• _WHAT YOU ARE ASKED TO DO_:
Which lines in the records below contain the word "black"? Pull out each of those lines in full.
##### GIVEN ENTRIES #####
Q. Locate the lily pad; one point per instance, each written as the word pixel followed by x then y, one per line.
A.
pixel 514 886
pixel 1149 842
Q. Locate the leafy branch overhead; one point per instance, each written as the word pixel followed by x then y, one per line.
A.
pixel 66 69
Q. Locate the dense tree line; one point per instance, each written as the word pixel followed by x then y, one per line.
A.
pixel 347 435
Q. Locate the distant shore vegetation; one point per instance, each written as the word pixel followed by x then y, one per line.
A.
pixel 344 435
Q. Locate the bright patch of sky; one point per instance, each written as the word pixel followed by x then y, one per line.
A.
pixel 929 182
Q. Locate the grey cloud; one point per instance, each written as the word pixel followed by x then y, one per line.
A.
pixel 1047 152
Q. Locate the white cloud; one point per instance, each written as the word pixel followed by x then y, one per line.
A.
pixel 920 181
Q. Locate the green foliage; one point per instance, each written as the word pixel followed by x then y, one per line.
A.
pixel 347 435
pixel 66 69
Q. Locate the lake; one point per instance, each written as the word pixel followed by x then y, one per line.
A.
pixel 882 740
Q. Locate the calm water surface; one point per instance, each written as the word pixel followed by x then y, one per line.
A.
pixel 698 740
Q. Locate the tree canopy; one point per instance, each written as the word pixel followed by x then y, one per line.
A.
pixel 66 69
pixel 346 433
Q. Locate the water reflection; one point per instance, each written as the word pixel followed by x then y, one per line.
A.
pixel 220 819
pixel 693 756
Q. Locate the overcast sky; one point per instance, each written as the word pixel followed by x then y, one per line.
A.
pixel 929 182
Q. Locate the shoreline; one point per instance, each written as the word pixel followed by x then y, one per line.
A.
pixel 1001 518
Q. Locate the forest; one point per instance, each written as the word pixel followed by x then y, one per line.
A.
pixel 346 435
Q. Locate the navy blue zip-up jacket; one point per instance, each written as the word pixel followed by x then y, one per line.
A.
#####
##### GIVEN ENTRIES #####
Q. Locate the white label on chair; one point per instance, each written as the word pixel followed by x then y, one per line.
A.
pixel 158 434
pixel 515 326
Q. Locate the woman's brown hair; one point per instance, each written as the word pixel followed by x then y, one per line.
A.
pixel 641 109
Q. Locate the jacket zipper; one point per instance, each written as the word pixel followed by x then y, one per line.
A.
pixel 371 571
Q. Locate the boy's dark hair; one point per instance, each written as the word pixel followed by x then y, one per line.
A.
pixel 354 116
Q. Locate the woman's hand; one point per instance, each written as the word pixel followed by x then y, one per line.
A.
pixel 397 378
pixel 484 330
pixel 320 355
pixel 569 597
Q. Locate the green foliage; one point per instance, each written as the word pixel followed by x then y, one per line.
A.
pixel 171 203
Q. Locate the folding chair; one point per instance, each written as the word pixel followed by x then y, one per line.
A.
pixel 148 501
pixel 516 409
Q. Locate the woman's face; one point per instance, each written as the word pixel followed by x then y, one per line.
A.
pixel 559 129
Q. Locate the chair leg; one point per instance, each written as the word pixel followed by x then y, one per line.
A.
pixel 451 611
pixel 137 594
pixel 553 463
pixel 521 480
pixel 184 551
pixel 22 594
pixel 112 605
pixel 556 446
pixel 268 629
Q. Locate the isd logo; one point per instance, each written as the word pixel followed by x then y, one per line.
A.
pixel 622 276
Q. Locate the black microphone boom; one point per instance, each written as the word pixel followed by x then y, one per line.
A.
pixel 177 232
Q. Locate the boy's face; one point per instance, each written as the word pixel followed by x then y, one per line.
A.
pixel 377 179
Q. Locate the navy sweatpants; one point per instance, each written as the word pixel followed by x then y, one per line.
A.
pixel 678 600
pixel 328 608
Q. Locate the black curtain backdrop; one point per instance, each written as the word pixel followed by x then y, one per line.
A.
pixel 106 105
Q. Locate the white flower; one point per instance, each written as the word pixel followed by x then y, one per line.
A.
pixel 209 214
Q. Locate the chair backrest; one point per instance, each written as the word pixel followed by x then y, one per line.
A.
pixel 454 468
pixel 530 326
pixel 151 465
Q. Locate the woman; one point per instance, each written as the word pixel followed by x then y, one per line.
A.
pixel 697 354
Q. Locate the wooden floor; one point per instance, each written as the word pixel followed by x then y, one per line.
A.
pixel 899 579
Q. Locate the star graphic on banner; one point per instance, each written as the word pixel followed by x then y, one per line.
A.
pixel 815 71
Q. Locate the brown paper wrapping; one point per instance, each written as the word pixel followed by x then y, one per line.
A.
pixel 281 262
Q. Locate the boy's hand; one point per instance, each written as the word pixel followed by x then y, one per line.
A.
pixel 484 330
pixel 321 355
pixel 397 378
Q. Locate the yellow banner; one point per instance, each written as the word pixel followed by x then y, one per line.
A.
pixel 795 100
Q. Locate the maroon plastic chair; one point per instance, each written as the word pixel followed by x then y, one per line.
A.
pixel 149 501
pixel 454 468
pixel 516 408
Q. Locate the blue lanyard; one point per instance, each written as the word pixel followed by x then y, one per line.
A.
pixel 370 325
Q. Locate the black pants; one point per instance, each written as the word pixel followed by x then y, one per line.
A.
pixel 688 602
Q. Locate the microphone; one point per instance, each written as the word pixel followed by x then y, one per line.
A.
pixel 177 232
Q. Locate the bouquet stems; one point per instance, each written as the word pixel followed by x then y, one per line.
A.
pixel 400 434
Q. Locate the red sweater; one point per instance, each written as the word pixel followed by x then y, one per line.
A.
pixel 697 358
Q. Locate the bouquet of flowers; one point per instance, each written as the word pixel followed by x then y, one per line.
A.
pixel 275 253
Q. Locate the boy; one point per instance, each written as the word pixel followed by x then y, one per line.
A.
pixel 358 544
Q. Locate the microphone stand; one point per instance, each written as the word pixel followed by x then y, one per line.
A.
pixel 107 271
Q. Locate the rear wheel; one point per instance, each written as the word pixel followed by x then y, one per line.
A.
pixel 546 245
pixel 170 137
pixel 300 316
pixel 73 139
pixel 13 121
#####
• _TASK OUTPUT_:
Q. Locate the black microphone boom; one point per instance, each written as the word pixel followed by x then y, one per line.
Q. Locate the black curtain backdrop; one point per instance, each written as the word pixel followed by x then y, one per line.
Q. Locate the black pants; one point per instance, each written as the word pixel followed by x then y, one per line.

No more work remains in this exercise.